DOCUMENT SECTION:
⁂

It was amazing to read about the massive overnight changes Groningen made, but every little bit of incremental change helps, and it doesn't always have to be done directly by governments. In much of the US, property owners are responsible for installation and upkeep of adjacent sidewalks, and they're often the ones installing bicycle racks. If there's a new development planned, that's the easiest possible time to make them do the right thing, and make that little bit of space better. These things add up, and if we keep at it, we'll get closer to Groningen-style infrastructure.
posted by asperity at 2:00 PM on July 29, 2015 [4 favorites]


Low-density areas benefit from the "gap-joining" that cycling can do. Good cycle infrastructure (which, as we've established, is also good mobility scooter/wheelchair infrastructure) means that residents can travel the five blocks to the bus stop on their own instead of forcing the bus to take a near-useless meandering course through areas that shouldn't be supporting heavy vehicles like that. Bus schedules improve, ridership goes up, and everybody wins.
posted by rum-soaked space hobo at 2:17 PM on July 29, 2015 [3 favorites]


There is one thing I wish to point everyone reading this article to as a word of caution:
The essence of Van den Berg’s traffic circulation plan, as it came to be called, was that the centre of Groningen would be divided in four sections. For motorists, it would become impossible to go from one section to the other: cars had to take the ring-road around the inner city, whereas cyclists could move freely about on new cycle paths constructed to accommodate them.
Note that cars weren't banned from any of those four sections outright. Instead, access between the sections was limited for cars. This means that the entire area was considered a destination for cars rather than a thoroughfare.

This is a critical distinction, and one that UK traffic planners have missed entirely while tarting up streets in a "Dutchy" style. Most notably, the Exhibition Road "shared space" project applied Dutch access road ideas to a major rush-hour thoroughfare, while leaving the nearby access roads untouched.

⁂

STATED EXERCISE 1:
Answer these questions using the comments on Groningen's traffic plan:
(a) In much of the US, who is responsible for installing and maintaining adjacent sidewalks?
(b) Into how many sections was the center of Groningen divided?
(c) Which UK project applied Dutch access road ideas to a major rush-hour thoroughfare?
The comments and the rows below them come from unrelated sources.

RECORDS FOR THIS TASK:
⁂

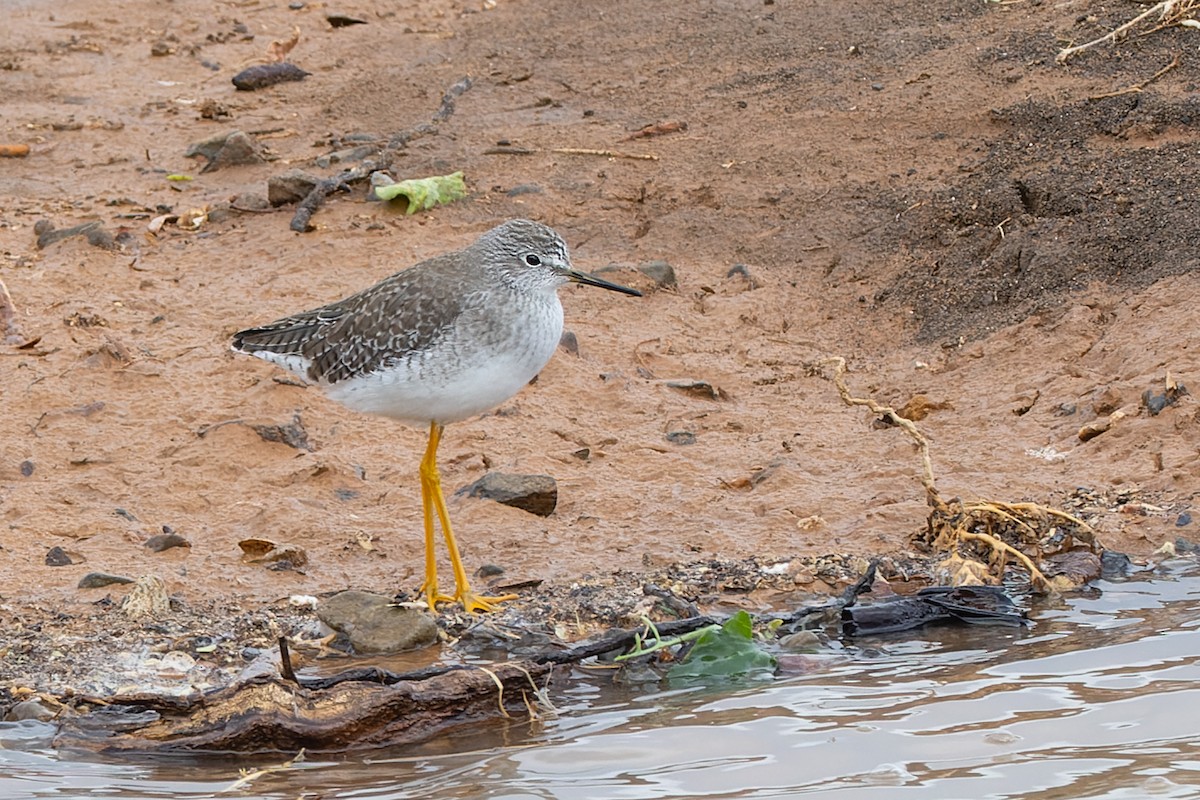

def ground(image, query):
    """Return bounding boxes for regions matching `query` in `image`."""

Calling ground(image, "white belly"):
[323,289,563,425]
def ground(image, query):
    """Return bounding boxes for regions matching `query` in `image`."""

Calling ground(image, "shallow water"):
[0,567,1200,800]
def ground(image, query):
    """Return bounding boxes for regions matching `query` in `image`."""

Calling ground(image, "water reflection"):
[0,566,1200,800]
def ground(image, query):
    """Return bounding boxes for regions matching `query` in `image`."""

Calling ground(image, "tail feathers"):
[233,319,320,355]
[232,313,332,380]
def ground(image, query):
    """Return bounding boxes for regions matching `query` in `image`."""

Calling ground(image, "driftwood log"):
[55,564,875,753]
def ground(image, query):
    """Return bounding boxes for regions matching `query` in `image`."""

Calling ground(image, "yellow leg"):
[421,422,516,614]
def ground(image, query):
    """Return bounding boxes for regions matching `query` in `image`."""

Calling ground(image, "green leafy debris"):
[374,172,467,213]
[667,610,775,681]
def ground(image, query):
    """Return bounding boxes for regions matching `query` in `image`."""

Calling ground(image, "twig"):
[551,148,659,161]
[217,747,304,794]
[1087,53,1180,100]
[288,76,472,234]
[280,636,300,684]
[0,279,25,344]
[1055,0,1192,64]
[826,356,946,507]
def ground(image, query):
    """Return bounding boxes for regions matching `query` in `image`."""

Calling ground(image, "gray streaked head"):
[468,219,641,296]
[469,219,571,289]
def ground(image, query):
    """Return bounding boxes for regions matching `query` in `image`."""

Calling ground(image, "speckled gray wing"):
[233,253,462,384]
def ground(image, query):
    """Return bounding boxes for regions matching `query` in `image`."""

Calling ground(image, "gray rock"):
[145,530,192,553]
[5,697,58,722]
[34,219,104,249]
[121,575,170,620]
[667,431,696,445]
[664,379,724,399]
[79,572,133,589]
[558,331,580,355]
[313,144,379,169]
[456,473,558,517]
[266,169,320,206]
[317,590,438,652]
[46,545,74,566]
[184,131,266,173]
[637,261,679,289]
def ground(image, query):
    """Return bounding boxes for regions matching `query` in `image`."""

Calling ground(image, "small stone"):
[637,261,679,289]
[1092,386,1121,416]
[145,525,192,553]
[317,590,438,652]
[121,575,170,619]
[266,169,320,206]
[456,473,558,517]
[4,697,58,722]
[34,219,101,249]
[325,13,367,28]
[84,228,116,249]
[46,546,74,566]
[664,380,724,399]
[313,144,380,169]
[226,61,311,91]
[78,572,133,589]
[250,413,312,452]
[229,192,271,211]
[238,539,308,570]
[1100,551,1133,578]
[667,431,696,445]
[184,131,266,173]
[1079,419,1112,441]
[558,331,580,355]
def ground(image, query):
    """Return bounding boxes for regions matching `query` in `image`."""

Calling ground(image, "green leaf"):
[667,610,775,681]
[374,172,467,213]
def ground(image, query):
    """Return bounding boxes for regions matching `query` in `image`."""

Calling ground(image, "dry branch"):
[289,76,472,234]
[824,357,1099,593]
[1055,0,1200,64]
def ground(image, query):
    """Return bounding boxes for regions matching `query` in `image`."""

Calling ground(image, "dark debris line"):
[289,76,473,234]
[285,560,878,690]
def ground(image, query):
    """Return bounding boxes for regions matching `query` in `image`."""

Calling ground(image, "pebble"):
[233,61,312,91]
[637,261,679,289]
[78,572,133,589]
[317,590,438,652]
[46,546,74,566]
[5,697,58,722]
[456,473,558,517]
[558,331,580,355]
[34,219,113,249]
[184,131,266,173]
[664,380,721,399]
[145,525,192,553]
[121,575,170,620]
[266,169,320,206]
[250,414,312,452]
[667,431,696,445]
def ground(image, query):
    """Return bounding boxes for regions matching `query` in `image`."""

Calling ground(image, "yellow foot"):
[420,587,458,612]
[455,589,517,614]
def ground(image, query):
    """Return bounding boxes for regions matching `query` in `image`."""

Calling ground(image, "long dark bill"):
[566,270,642,297]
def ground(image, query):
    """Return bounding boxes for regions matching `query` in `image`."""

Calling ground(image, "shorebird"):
[233,219,641,613]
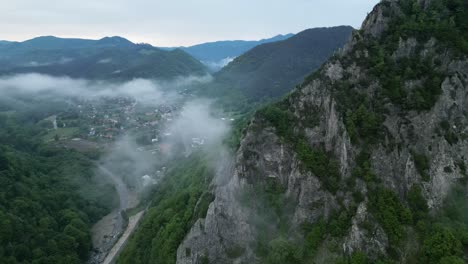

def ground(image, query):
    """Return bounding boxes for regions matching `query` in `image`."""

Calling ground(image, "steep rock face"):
[177,1,468,263]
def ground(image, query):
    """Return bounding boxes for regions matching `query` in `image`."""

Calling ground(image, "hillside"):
[177,0,468,264]
[0,104,118,263]
[0,37,207,80]
[164,34,293,71]
[203,26,352,110]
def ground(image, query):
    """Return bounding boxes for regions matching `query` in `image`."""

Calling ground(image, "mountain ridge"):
[177,0,468,264]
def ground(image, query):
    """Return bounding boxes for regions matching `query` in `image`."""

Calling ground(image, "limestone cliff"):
[177,0,468,264]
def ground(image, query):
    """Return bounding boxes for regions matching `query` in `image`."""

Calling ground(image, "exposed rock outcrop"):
[177,1,468,264]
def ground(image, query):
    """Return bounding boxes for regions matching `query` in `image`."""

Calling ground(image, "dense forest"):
[0,105,114,264]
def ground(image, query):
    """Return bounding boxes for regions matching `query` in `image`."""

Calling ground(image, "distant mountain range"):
[201,26,353,110]
[0,36,208,80]
[162,34,294,71]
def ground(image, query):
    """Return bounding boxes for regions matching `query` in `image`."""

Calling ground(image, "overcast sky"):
[0,0,379,46]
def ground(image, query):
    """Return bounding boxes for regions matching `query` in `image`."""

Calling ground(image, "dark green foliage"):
[327,207,356,237]
[302,219,327,259]
[201,26,352,104]
[226,245,245,259]
[407,185,429,223]
[265,237,300,264]
[396,0,468,54]
[295,139,341,193]
[413,152,430,181]
[345,104,382,143]
[0,116,113,263]
[352,150,376,184]
[0,37,207,80]
[437,120,459,145]
[257,104,341,193]
[369,189,412,245]
[349,252,369,264]
[118,153,213,264]
[257,103,295,141]
[423,226,463,263]
[456,160,467,177]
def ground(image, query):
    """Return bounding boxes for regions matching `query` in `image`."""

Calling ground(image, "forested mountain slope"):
[165,34,294,71]
[0,37,207,80]
[177,0,468,264]
[202,26,352,110]
[0,109,117,264]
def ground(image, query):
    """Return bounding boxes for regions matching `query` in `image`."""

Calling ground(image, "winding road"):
[89,163,143,264]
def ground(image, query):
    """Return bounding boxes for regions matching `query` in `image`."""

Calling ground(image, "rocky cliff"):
[177,0,468,264]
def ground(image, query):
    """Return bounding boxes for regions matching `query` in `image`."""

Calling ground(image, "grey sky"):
[0,0,379,46]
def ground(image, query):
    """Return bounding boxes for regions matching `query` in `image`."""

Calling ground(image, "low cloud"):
[0,73,212,105]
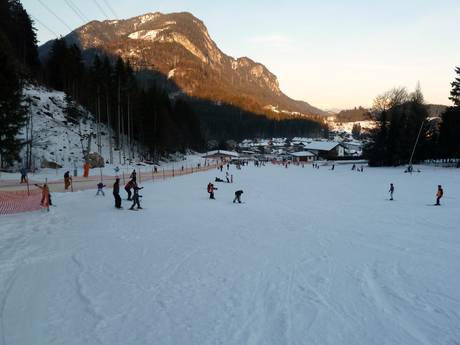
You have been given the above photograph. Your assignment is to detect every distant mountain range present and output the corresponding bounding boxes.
[40,12,328,116]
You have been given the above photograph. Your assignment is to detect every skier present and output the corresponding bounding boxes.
[113,177,121,208]
[208,182,217,199]
[64,171,72,190]
[435,185,444,206]
[35,183,52,207]
[129,183,144,210]
[19,168,27,183]
[83,162,90,177]
[129,169,137,182]
[125,180,136,201]
[96,182,105,196]
[388,183,395,200]
[233,190,243,204]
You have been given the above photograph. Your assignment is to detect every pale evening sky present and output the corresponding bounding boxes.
[22,0,460,108]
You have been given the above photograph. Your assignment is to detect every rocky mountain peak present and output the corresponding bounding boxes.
[41,12,322,115]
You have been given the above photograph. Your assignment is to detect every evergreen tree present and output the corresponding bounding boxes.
[0,32,27,166]
[449,67,460,107]
[365,86,431,166]
[439,67,460,158]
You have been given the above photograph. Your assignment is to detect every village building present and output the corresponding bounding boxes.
[203,150,239,161]
[290,151,316,163]
[304,141,345,159]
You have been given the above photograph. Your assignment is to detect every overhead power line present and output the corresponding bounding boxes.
[102,0,118,18]
[64,0,89,24]
[38,0,73,31]
[31,15,59,38]
[93,0,109,19]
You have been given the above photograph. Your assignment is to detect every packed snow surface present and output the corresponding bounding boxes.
[0,166,460,345]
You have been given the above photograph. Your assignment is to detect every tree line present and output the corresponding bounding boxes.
[364,67,460,166]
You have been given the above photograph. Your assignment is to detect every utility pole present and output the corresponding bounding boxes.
[96,85,102,155]
[409,120,425,171]
[106,88,113,164]
[117,76,121,164]
[128,92,132,160]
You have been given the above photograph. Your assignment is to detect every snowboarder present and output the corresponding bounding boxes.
[64,171,72,190]
[388,183,395,200]
[129,183,144,210]
[435,185,444,206]
[113,177,121,208]
[125,180,136,201]
[208,182,217,199]
[96,182,105,196]
[233,190,243,204]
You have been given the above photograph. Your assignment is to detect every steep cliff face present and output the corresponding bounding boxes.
[42,12,324,115]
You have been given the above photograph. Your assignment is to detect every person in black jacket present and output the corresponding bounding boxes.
[233,190,243,204]
[130,183,144,210]
[113,178,121,208]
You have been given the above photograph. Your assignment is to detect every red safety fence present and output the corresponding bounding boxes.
[0,163,223,215]
[0,190,42,214]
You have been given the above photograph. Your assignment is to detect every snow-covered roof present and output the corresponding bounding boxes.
[304,141,340,151]
[203,150,239,157]
[290,151,316,157]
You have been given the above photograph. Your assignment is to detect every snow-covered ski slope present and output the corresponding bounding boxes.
[0,166,460,345]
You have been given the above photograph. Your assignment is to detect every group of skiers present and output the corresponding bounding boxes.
[207,181,243,204]
[113,170,144,210]
[388,183,444,206]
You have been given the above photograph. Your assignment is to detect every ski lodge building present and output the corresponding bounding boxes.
[203,150,240,160]
[303,141,345,159]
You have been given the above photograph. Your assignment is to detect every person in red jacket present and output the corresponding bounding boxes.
[208,182,217,199]
[435,185,444,206]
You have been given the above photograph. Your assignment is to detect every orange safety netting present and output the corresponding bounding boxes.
[0,190,42,214]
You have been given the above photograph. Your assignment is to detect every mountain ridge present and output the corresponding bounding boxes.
[40,12,326,116]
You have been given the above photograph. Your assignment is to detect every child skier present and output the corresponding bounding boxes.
[96,182,105,196]
[64,171,72,190]
[35,183,52,209]
[208,182,217,199]
[388,183,395,200]
[129,183,144,210]
[125,180,136,201]
[435,185,444,206]
[113,177,121,208]
[129,169,137,182]
[233,190,243,204]
[19,168,27,183]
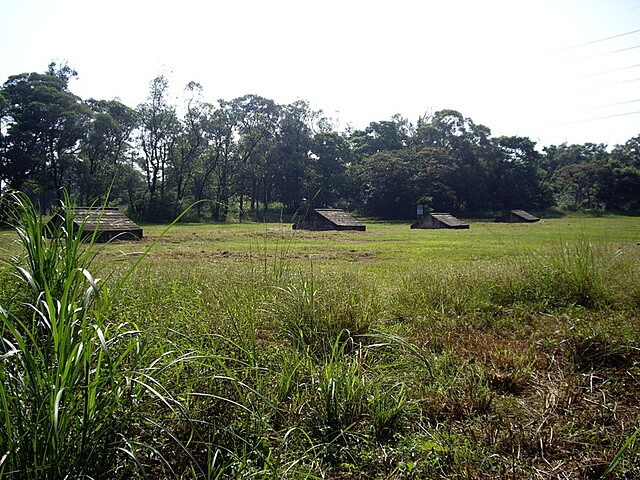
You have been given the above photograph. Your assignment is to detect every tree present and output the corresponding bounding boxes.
[486,136,551,210]
[350,114,413,158]
[0,64,90,207]
[358,152,415,218]
[414,110,494,212]
[228,95,279,215]
[599,135,640,211]
[137,75,180,220]
[76,99,138,204]
[265,101,316,211]
[409,146,457,212]
[307,132,351,207]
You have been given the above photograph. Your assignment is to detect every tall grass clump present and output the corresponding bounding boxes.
[0,193,200,479]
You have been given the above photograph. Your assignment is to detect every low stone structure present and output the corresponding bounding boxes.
[411,213,469,229]
[293,208,367,232]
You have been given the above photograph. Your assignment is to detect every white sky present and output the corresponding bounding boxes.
[0,0,640,147]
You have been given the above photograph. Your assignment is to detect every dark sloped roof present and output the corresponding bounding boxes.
[431,213,468,227]
[314,208,364,227]
[511,209,540,222]
[72,207,140,232]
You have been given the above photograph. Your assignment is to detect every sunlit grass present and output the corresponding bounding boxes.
[0,211,640,478]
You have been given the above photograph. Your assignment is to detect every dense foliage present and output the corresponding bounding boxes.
[0,64,640,221]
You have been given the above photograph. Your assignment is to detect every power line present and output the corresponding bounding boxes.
[552,110,640,127]
[567,98,640,113]
[554,29,640,53]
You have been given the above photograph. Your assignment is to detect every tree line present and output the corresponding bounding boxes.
[0,63,640,222]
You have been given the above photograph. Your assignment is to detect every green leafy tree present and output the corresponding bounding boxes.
[76,99,138,205]
[350,114,413,158]
[137,75,180,220]
[410,146,457,212]
[358,151,415,218]
[307,132,352,207]
[414,110,493,212]
[486,136,552,210]
[228,95,279,215]
[0,64,90,206]
[272,101,316,211]
[599,135,640,211]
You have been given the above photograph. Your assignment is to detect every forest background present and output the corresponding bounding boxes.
[0,63,640,222]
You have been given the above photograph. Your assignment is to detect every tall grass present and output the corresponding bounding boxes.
[0,193,202,479]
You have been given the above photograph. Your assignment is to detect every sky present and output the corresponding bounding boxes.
[0,0,640,147]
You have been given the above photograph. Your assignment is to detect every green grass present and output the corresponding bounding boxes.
[0,208,640,479]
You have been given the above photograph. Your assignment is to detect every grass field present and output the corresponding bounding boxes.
[0,204,640,479]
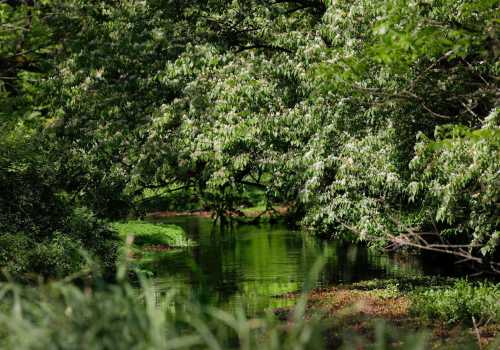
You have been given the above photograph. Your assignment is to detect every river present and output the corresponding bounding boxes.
[148,217,430,314]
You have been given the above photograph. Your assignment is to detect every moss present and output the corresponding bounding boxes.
[111,220,193,250]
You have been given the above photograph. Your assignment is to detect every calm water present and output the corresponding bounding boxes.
[149,217,422,314]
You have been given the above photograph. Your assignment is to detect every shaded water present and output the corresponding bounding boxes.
[149,217,422,314]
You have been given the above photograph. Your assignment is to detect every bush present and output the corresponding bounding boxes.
[412,280,500,323]
[111,221,192,247]
[0,283,432,350]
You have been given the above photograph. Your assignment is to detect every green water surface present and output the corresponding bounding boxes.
[148,217,422,314]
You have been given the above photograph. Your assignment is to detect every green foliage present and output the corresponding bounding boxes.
[111,221,192,247]
[0,0,500,269]
[0,276,434,350]
[412,280,500,324]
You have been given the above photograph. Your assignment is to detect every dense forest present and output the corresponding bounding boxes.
[0,0,500,349]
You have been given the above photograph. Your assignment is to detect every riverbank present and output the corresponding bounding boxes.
[274,278,500,349]
[146,206,289,219]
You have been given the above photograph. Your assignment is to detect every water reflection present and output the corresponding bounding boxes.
[149,217,421,314]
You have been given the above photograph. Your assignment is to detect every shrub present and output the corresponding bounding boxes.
[412,280,500,323]
[111,221,192,247]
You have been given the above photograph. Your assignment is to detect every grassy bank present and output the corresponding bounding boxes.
[275,277,500,349]
[111,220,193,251]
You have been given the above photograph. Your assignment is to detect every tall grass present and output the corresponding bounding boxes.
[0,264,434,350]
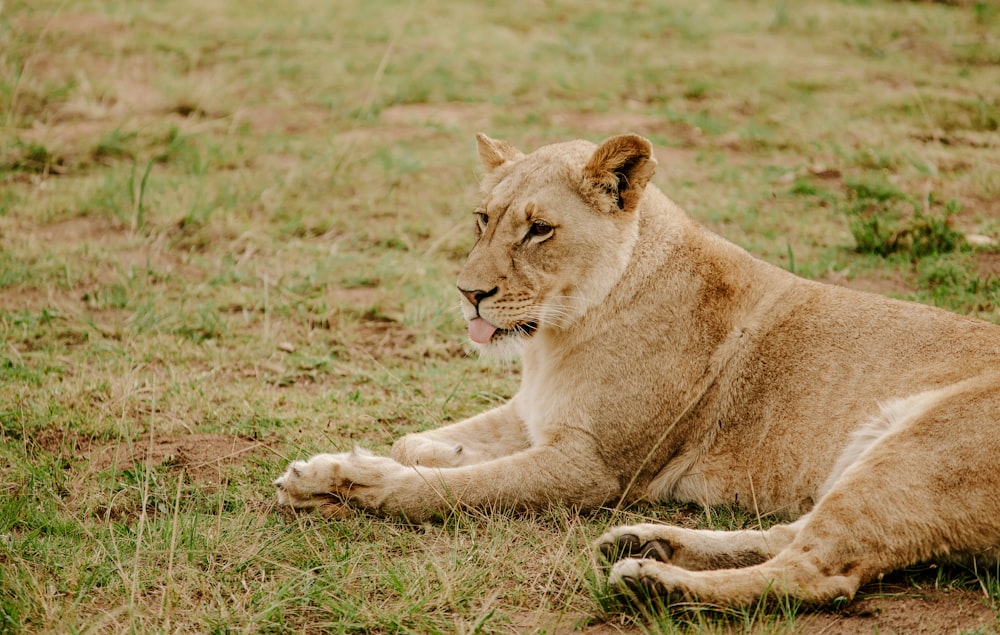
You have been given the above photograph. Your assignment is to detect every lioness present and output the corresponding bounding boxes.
[275,135,1000,605]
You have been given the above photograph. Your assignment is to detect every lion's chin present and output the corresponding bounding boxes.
[470,320,540,361]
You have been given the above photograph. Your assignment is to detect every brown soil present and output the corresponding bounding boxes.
[977,252,1000,278]
[78,434,271,484]
[796,585,997,635]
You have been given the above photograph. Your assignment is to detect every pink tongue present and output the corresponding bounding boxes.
[469,317,497,344]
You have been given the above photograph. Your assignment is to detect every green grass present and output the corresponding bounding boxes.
[0,0,1000,633]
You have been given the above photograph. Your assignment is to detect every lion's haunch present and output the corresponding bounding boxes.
[469,317,497,344]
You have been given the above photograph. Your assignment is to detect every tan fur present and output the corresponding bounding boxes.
[276,135,1000,605]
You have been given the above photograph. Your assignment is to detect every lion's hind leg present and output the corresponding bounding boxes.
[597,521,801,571]
[609,381,1000,606]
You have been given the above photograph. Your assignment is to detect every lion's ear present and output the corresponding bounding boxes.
[476,132,524,173]
[583,134,656,212]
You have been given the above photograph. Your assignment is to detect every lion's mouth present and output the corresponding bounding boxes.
[469,317,538,344]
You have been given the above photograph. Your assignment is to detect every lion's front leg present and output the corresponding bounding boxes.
[392,403,529,467]
[274,448,407,513]
[275,443,620,521]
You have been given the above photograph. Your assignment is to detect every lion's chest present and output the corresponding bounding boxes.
[514,352,586,446]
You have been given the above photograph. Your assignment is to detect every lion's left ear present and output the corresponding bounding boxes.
[476,132,524,174]
[583,134,656,212]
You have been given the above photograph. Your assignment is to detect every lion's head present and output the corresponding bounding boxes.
[458,134,656,356]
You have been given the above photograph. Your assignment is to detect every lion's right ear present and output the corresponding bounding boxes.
[583,134,656,212]
[476,132,524,173]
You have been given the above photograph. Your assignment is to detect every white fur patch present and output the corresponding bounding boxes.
[819,383,964,497]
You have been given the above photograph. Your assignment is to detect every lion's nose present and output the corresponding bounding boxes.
[458,287,499,308]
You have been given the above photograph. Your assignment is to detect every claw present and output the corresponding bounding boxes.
[600,534,641,563]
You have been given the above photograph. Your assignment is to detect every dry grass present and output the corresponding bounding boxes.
[0,0,1000,633]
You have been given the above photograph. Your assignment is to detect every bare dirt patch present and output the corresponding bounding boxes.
[976,252,1000,278]
[796,585,997,635]
[79,434,272,484]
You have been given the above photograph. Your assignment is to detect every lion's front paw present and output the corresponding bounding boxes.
[608,558,688,602]
[597,524,674,563]
[274,448,405,513]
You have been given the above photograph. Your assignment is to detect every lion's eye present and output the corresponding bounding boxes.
[528,220,555,241]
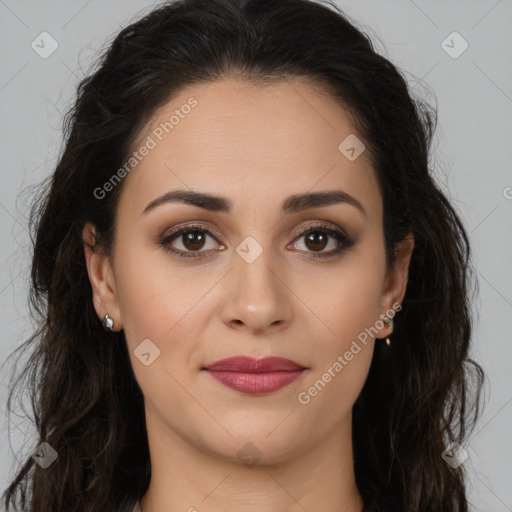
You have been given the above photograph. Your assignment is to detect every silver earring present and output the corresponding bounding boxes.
[383,316,393,347]
[101,315,114,332]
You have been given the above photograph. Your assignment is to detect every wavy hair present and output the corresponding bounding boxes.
[2,0,485,512]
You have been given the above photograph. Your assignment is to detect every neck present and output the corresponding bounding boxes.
[141,409,363,512]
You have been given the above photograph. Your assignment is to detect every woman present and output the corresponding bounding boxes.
[4,0,484,512]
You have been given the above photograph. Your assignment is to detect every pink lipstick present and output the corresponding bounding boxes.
[204,356,307,395]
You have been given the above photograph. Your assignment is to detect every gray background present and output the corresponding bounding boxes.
[0,0,512,512]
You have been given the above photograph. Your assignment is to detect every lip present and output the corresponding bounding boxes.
[203,356,307,395]
[205,356,305,373]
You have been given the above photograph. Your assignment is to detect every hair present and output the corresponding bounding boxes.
[2,0,485,512]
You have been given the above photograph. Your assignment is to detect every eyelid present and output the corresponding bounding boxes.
[162,220,352,243]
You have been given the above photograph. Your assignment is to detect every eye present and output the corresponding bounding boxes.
[288,224,355,259]
[158,224,355,259]
[159,225,225,258]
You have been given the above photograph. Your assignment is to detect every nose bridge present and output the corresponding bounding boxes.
[220,228,290,331]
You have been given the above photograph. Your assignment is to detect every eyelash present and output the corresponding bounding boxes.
[157,224,355,259]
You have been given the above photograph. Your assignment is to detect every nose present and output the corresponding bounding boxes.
[222,244,294,335]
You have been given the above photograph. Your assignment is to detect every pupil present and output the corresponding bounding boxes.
[184,231,203,249]
[306,232,326,249]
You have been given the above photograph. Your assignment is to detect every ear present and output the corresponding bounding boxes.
[378,233,414,338]
[82,222,122,331]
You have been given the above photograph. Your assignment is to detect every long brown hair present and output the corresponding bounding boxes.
[3,0,484,512]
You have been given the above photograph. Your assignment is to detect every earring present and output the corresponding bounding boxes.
[101,315,114,332]
[383,316,393,347]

⁂

STATED EXERCISE 2:
In the rows starting at the line containing "range present and output the corresponding bounding boxes." and ending at the line containing "[439,67,460,158]", change "detect" to "locate". Output only those lines, with everything else left as it is.

WRITTEN REPLY 1:
(a) Property owners
(b) Four
(c) The Exhibition Road "shared space" project

WRITTEN REPLY 2:
You have been given the above photograph. Your assignment is to locate every distant mountain range present and output the corresponding bounding boxes.
[40,12,328,116]
You have been given the above photograph. Your assignment is to locate every skier present and output the corresponding bounding boxes.
[113,177,121,208]
[208,182,217,199]
[64,171,72,190]
[435,185,444,206]
[35,183,52,207]
[129,183,144,210]
[19,168,27,183]
[83,162,90,177]
[129,169,137,182]
[125,180,136,201]
[96,182,105,196]
[388,183,395,200]
[233,190,243,204]
You have been given the above photograph. Your assignment is to locate every pale evening sky present and output the corresponding bounding boxes.
[22,0,460,108]
You have been given the above photograph. Your assignment is to locate every rocky mountain peak present and output the corresponding bounding boxes.
[41,12,322,115]
You have been given the above photograph. Your assignment is to locate every evergreen tree present and output the corresponding bounding boxes.
[0,32,27,166]
[449,67,460,107]
[365,86,431,166]
[439,67,460,158]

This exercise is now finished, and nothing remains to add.